[Stored items from a collection]
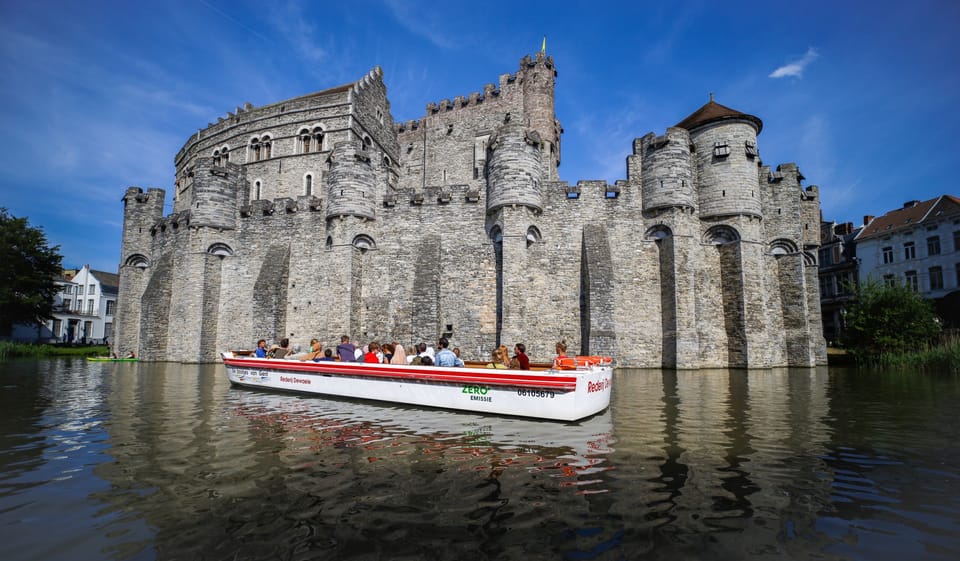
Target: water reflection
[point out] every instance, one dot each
(162, 461)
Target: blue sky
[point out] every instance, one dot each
(99, 95)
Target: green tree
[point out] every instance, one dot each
(28, 269)
(889, 319)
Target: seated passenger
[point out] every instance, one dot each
(315, 351)
(520, 353)
(446, 357)
(561, 354)
(282, 350)
(399, 354)
(345, 350)
(496, 361)
(371, 354)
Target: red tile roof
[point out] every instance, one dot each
(908, 216)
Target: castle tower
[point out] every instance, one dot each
(514, 203)
(514, 168)
(725, 151)
(669, 198)
(538, 77)
(213, 198)
(725, 146)
(140, 212)
(667, 178)
(351, 184)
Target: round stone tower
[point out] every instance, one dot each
(351, 183)
(538, 78)
(667, 170)
(725, 146)
(513, 168)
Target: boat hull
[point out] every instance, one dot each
(553, 395)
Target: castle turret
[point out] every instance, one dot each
(140, 212)
(725, 145)
(351, 184)
(513, 168)
(538, 77)
(667, 176)
(213, 197)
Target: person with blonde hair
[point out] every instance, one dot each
(399, 354)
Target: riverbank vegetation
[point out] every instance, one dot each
(892, 326)
(11, 350)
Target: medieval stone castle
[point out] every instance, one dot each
(320, 216)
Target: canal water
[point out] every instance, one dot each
(168, 461)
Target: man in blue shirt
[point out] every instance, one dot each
(446, 357)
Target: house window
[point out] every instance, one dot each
(936, 278)
(910, 279)
(909, 251)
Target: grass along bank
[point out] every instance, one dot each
(12, 350)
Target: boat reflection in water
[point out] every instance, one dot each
(400, 437)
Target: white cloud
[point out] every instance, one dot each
(796, 67)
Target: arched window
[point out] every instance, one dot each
(138, 261)
(657, 233)
(720, 235)
(220, 250)
(782, 247)
(304, 136)
(533, 236)
(364, 242)
(267, 147)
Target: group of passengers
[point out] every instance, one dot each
(394, 353)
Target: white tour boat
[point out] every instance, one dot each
(581, 390)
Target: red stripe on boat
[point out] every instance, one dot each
(440, 374)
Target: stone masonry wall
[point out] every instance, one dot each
(398, 239)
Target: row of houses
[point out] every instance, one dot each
(83, 310)
(917, 245)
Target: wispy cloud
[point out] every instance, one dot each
(422, 20)
(796, 67)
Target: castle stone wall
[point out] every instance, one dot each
(455, 225)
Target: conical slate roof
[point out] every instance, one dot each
(712, 112)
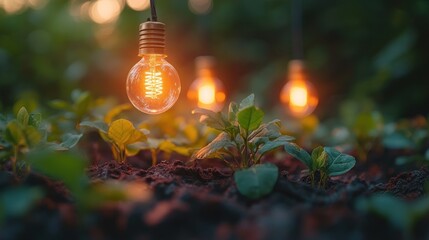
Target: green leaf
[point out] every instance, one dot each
(116, 111)
(18, 201)
(23, 116)
(249, 101)
(120, 131)
(64, 166)
(250, 118)
(299, 154)
(271, 145)
(82, 103)
(14, 133)
(266, 132)
(256, 181)
(168, 146)
(32, 136)
(221, 142)
(319, 157)
(35, 119)
(338, 163)
(212, 119)
(70, 140)
(232, 112)
(99, 125)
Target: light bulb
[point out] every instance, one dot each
(207, 91)
(153, 85)
(298, 94)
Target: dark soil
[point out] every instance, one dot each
(202, 202)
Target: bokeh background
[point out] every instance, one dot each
(359, 53)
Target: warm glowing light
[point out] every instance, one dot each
(138, 5)
(153, 85)
(206, 94)
(298, 95)
(207, 91)
(200, 6)
(37, 4)
(105, 11)
(13, 6)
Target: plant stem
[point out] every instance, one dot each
(154, 156)
(14, 158)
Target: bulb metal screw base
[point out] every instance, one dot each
(152, 38)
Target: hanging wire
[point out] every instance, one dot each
(297, 47)
(153, 11)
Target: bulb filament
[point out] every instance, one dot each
(153, 84)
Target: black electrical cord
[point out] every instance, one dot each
(297, 29)
(153, 11)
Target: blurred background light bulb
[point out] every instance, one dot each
(153, 85)
(298, 95)
(206, 91)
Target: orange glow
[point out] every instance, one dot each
(138, 5)
(105, 11)
(206, 91)
(206, 94)
(298, 95)
(13, 6)
(37, 4)
(153, 85)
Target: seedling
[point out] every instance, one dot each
(21, 134)
(25, 133)
(324, 162)
(243, 139)
(120, 134)
(242, 142)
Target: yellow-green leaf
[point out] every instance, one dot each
(120, 131)
(115, 112)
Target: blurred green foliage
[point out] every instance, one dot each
(355, 50)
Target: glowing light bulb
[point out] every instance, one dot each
(298, 95)
(207, 91)
(153, 85)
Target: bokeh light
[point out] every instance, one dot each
(37, 4)
(200, 6)
(105, 11)
(13, 6)
(138, 5)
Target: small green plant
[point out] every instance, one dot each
(24, 133)
(120, 134)
(21, 134)
(322, 163)
(242, 142)
(243, 138)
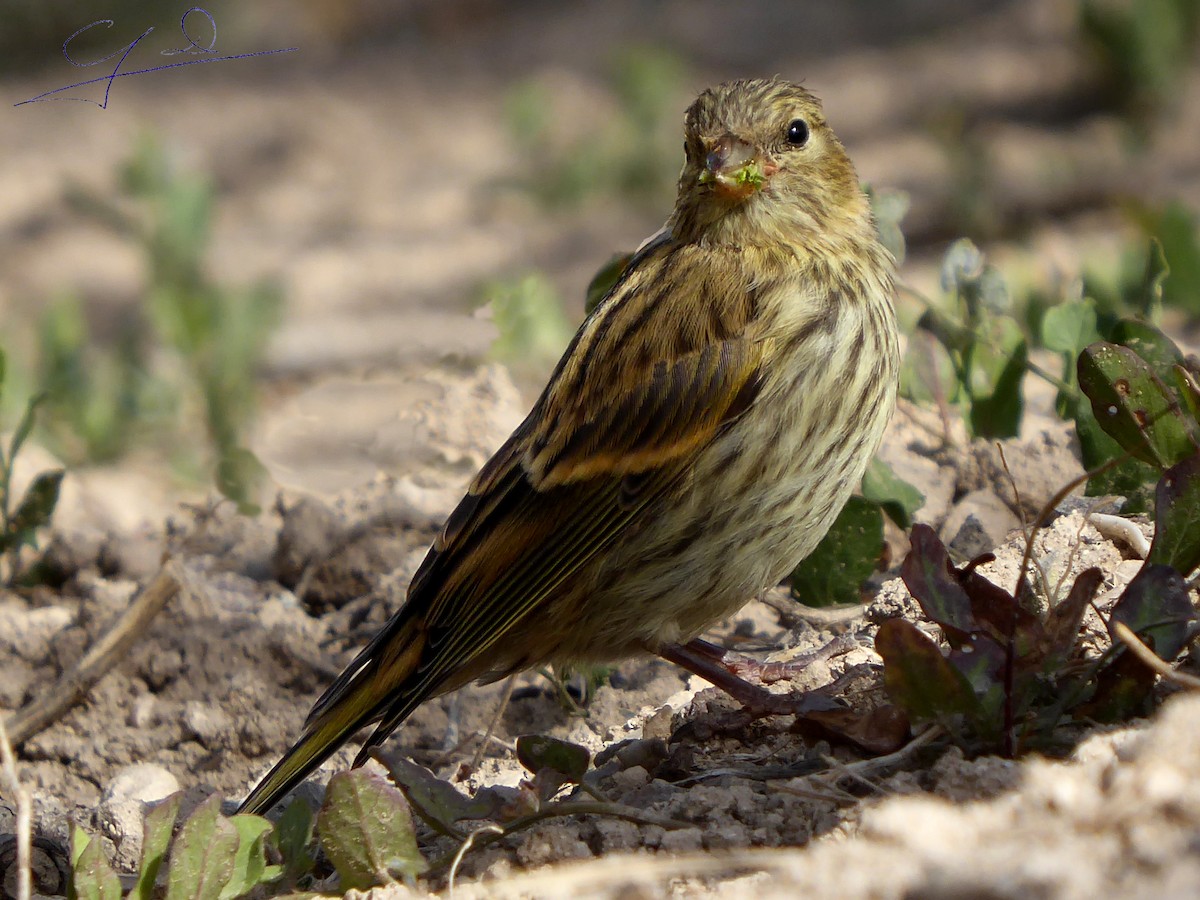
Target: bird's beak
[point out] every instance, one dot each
(736, 168)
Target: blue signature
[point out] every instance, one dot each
(124, 52)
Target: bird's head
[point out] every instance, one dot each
(762, 165)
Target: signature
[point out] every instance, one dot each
(124, 52)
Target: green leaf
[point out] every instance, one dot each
(91, 876)
(25, 425)
(1189, 389)
(293, 839)
(1071, 327)
(996, 409)
(899, 499)
(239, 478)
(1129, 478)
(366, 831)
(1152, 281)
(202, 858)
(531, 321)
(834, 571)
(1152, 346)
(156, 829)
(37, 505)
(538, 753)
(436, 801)
(1156, 607)
(1177, 517)
(1134, 406)
(961, 264)
(917, 676)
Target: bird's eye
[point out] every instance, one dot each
(798, 132)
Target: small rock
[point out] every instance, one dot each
(630, 779)
(144, 713)
(682, 840)
(123, 808)
(978, 523)
(205, 723)
(142, 781)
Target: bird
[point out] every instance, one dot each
(695, 442)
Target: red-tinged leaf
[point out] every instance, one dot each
(91, 877)
(1177, 517)
(1156, 606)
(999, 613)
(917, 676)
(929, 576)
(1121, 690)
(1060, 635)
(1134, 406)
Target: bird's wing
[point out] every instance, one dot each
(661, 365)
(658, 369)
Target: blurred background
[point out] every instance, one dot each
(267, 262)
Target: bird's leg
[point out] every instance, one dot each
(726, 670)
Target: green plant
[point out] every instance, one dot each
(215, 334)
(21, 520)
(981, 353)
(1013, 673)
(364, 829)
(528, 315)
(1144, 47)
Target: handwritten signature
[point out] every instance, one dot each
(124, 52)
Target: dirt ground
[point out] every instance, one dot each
(377, 187)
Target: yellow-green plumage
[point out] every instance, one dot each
(695, 442)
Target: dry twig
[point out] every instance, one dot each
(75, 684)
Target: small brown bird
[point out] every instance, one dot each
(695, 442)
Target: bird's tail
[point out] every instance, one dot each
(376, 685)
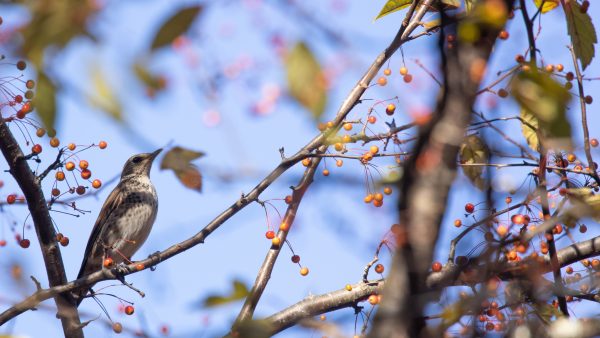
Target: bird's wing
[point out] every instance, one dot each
(112, 202)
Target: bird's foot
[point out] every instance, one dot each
(155, 256)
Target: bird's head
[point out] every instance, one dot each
(139, 164)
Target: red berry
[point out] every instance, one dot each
(469, 207)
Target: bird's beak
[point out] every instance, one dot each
(155, 153)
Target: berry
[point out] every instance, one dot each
(36, 149)
(469, 207)
(60, 176)
(390, 109)
(129, 310)
(54, 142)
(108, 262)
(96, 183)
(86, 174)
(11, 199)
(24, 243)
(64, 241)
(117, 327)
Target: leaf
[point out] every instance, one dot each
(582, 32)
(548, 5)
(392, 6)
(474, 151)
(175, 26)
(306, 82)
(529, 133)
(546, 100)
(179, 160)
(104, 97)
(44, 100)
(240, 291)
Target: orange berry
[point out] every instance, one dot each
(96, 183)
(86, 174)
(129, 310)
(11, 199)
(60, 176)
(54, 142)
(36, 149)
(108, 262)
(390, 109)
(117, 327)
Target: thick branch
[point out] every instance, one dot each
(36, 202)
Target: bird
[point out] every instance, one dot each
(125, 219)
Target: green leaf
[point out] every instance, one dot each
(547, 100)
(175, 26)
(239, 291)
(44, 101)
(392, 6)
(474, 151)
(179, 160)
(582, 32)
(548, 5)
(104, 97)
(306, 82)
(528, 121)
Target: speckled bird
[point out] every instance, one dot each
(125, 219)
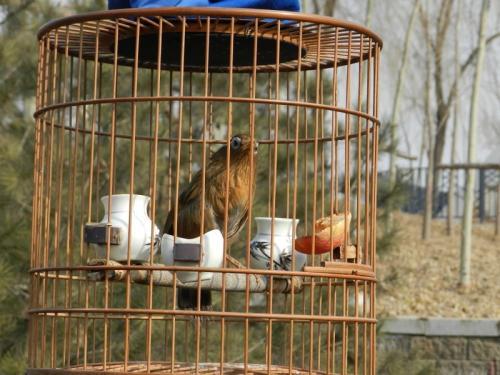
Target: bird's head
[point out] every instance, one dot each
(241, 147)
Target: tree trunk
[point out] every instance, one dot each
(426, 227)
(451, 172)
(394, 123)
(465, 249)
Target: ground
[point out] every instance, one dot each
(420, 278)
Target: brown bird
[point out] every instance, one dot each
(189, 204)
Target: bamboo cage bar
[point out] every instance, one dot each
(250, 137)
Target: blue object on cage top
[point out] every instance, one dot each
(291, 5)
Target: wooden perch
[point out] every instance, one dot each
(343, 268)
(234, 282)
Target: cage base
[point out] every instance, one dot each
(179, 368)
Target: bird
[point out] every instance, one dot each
(240, 195)
(329, 234)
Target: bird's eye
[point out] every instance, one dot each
(235, 143)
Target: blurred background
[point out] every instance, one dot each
(439, 86)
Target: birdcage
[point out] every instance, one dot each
(255, 130)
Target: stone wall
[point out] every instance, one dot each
(441, 346)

• [Your goal] Using the records above, say how many lines contain the word "tree". Write the number alone.

• [Answer] 2